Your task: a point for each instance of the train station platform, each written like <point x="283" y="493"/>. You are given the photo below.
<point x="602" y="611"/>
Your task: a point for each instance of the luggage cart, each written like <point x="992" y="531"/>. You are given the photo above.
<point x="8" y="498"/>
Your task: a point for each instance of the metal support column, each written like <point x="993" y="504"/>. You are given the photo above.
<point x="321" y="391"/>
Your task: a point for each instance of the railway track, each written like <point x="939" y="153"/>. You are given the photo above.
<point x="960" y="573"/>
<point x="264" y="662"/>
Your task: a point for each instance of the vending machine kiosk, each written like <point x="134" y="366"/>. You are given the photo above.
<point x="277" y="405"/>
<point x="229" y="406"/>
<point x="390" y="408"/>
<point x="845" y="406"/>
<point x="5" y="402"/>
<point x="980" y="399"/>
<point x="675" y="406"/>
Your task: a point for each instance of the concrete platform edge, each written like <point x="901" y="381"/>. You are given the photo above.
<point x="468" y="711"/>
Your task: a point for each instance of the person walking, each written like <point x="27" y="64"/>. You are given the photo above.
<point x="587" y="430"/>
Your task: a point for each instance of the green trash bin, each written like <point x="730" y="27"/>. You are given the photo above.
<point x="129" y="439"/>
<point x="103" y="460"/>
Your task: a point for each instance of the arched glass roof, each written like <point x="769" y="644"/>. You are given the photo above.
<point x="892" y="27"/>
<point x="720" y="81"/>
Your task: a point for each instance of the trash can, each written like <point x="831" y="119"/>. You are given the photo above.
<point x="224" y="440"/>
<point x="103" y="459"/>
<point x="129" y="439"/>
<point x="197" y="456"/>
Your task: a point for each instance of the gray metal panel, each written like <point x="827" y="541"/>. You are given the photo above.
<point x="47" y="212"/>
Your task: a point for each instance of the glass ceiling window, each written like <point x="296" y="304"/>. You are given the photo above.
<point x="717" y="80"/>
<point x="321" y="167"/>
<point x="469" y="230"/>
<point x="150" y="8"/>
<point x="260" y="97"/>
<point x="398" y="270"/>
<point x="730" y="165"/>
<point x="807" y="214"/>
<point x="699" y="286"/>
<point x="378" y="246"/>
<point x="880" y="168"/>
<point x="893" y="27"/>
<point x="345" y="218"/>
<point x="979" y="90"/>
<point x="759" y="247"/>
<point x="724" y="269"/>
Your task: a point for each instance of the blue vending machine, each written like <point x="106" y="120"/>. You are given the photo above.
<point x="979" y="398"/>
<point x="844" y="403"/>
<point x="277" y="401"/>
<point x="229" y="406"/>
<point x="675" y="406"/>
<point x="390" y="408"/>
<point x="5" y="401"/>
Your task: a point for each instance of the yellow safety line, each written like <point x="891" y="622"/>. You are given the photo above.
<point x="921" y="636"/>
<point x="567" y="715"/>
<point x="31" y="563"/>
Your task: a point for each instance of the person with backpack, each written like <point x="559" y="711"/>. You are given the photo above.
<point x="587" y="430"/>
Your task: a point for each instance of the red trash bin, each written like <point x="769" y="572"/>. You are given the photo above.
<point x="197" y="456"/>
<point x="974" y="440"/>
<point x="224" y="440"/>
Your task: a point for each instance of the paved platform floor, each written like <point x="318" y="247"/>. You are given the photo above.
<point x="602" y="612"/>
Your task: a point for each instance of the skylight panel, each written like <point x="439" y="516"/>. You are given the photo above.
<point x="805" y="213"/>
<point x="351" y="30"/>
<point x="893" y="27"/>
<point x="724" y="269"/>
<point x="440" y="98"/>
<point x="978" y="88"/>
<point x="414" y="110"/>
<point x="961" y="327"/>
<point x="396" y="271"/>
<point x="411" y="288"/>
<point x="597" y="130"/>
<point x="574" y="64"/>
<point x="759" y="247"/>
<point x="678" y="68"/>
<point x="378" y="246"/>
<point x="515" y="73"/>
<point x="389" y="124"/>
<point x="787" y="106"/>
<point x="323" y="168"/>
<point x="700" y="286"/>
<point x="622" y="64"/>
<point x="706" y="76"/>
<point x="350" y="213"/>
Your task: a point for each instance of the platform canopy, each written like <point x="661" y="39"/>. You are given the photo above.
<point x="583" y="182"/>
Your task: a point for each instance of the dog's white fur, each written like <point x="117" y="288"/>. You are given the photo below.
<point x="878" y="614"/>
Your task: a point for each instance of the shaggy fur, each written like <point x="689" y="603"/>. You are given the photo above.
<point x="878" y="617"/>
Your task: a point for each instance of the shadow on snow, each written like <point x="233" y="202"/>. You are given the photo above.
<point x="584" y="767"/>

# # # # #

** WHAT THE TASK REQUIRES **
Rewrite all the records above with every "instance" changed to "occurrence" and nothing else altered.

** SOLUTION **
Your task: a point for each occurrence of the train station platform, each written like <point x="283" y="493"/>. You are given the photo below.
<point x="602" y="611"/>
Your task: a point for each occurrence of the luggage cart, each written like <point x="992" y="531"/>. You are given the photo above.
<point x="8" y="498"/>
Your task: a point for each occurrence of the metal support column, each written like <point x="993" y="504"/>. You are given the photo above.
<point x="321" y="391"/>
Your task: a point for each occurrence of the railway track, each written like <point x="939" y="153"/>. You are given the photo above.
<point x="960" y="573"/>
<point x="264" y="662"/>
Your task: a point for each occurrence of the vending machine kiosk, each written like <point x="134" y="366"/>. You are given the photo above.
<point x="277" y="405"/>
<point x="229" y="406"/>
<point x="390" y="408"/>
<point x="845" y="406"/>
<point x="5" y="402"/>
<point x="980" y="399"/>
<point x="675" y="406"/>
Your task: a point for each occurrence of the concrete platform edge, each written like <point x="901" y="381"/>. You are given the photo above.
<point x="468" y="711"/>
Your task: a point for each occurrence of the person walking, each written like <point x="27" y="64"/>. You are given the photo above.
<point x="587" y="430"/>
Your task: a point for each occurrence of the green trash bin, each written like <point x="730" y="27"/>. You are given the photo above.
<point x="129" y="439"/>
<point x="103" y="460"/>
Your task: a point for each occurrence of the arched glass roof, each written like <point x="769" y="644"/>. You are given the photo above.
<point x="892" y="27"/>
<point x="720" y="81"/>
Your task: a point for each occurrence of the trash can, each written like <point x="831" y="119"/>. You are given the photo above.
<point x="224" y="440"/>
<point x="103" y="459"/>
<point x="129" y="439"/>
<point x="197" y="456"/>
Your task: a point for each occurrence of the gray metal panel, each written like <point x="827" y="541"/>. You are given the photo above.
<point x="47" y="212"/>
Your task: a point for each occurrence of the glass ceiling window, each written like <point x="296" y="304"/>. You are given the photo above.
<point x="717" y="80"/>
<point x="321" y="167"/>
<point x="469" y="230"/>
<point x="150" y="8"/>
<point x="260" y="97"/>
<point x="398" y="270"/>
<point x="730" y="165"/>
<point x="807" y="214"/>
<point x="699" y="286"/>
<point x="378" y="246"/>
<point x="880" y="168"/>
<point x="893" y="27"/>
<point x="345" y="218"/>
<point x="979" y="90"/>
<point x="759" y="247"/>
<point x="724" y="269"/>
Your task: a point for each occurrence of the blue vending machine, each written like <point x="106" y="120"/>. You are given the photo above.
<point x="979" y="398"/>
<point x="844" y="403"/>
<point x="277" y="401"/>
<point x="229" y="406"/>
<point x="675" y="406"/>
<point x="390" y="408"/>
<point x="5" y="401"/>
Your task: a point for each occurrence of the yellow safety line, each written like <point x="891" y="622"/>. You are given the photo above.
<point x="921" y="636"/>
<point x="567" y="715"/>
<point x="31" y="563"/>
Your task: a point for each occurrence of the person with backpack, each written like <point x="559" y="711"/>. You are given the photo above.
<point x="587" y="430"/>
Your task: a point for each occurrence of the red trash bin, each written like <point x="769" y="572"/>. You are given the photo above.
<point x="197" y="456"/>
<point x="974" y="440"/>
<point x="224" y="440"/>
Your task: a point for each occurrence of the paved platform floor, each written like <point x="318" y="247"/>. You are given the photo above.
<point x="602" y="612"/>
Your task: a point for each occurrence of the skylight panel, each written like <point x="439" y="516"/>. You are given the photo above.
<point x="805" y="213"/>
<point x="351" y="30"/>
<point x="893" y="27"/>
<point x="724" y="269"/>
<point x="440" y="98"/>
<point x="978" y="88"/>
<point x="414" y="110"/>
<point x="961" y="327"/>
<point x="396" y="271"/>
<point x="411" y="288"/>
<point x="597" y="130"/>
<point x="574" y="64"/>
<point x="759" y="247"/>
<point x="678" y="68"/>
<point x="378" y="246"/>
<point x="515" y="73"/>
<point x="389" y="124"/>
<point x="787" y="106"/>
<point x="323" y="168"/>
<point x="700" y="286"/>
<point x="622" y="64"/>
<point x="706" y="76"/>
<point x="350" y="213"/>
Your task: a point for each occurrence of the platform canopy, each written like <point x="661" y="39"/>. You are given the photo above.
<point x="583" y="182"/>
Your task: a point for each occurrence of the dog's white fur, each written like <point x="117" y="288"/>. You are given the photo below.
<point x="878" y="614"/>
Your task: a point for each occurrence of the shaggy fur, each written like <point x="689" y="603"/>. You are given the photo above.
<point x="878" y="617"/>
Your task: a point for each occurrence of the shadow on snow, each written like <point x="233" y="202"/>. You are given the photo above.
<point x="584" y="767"/>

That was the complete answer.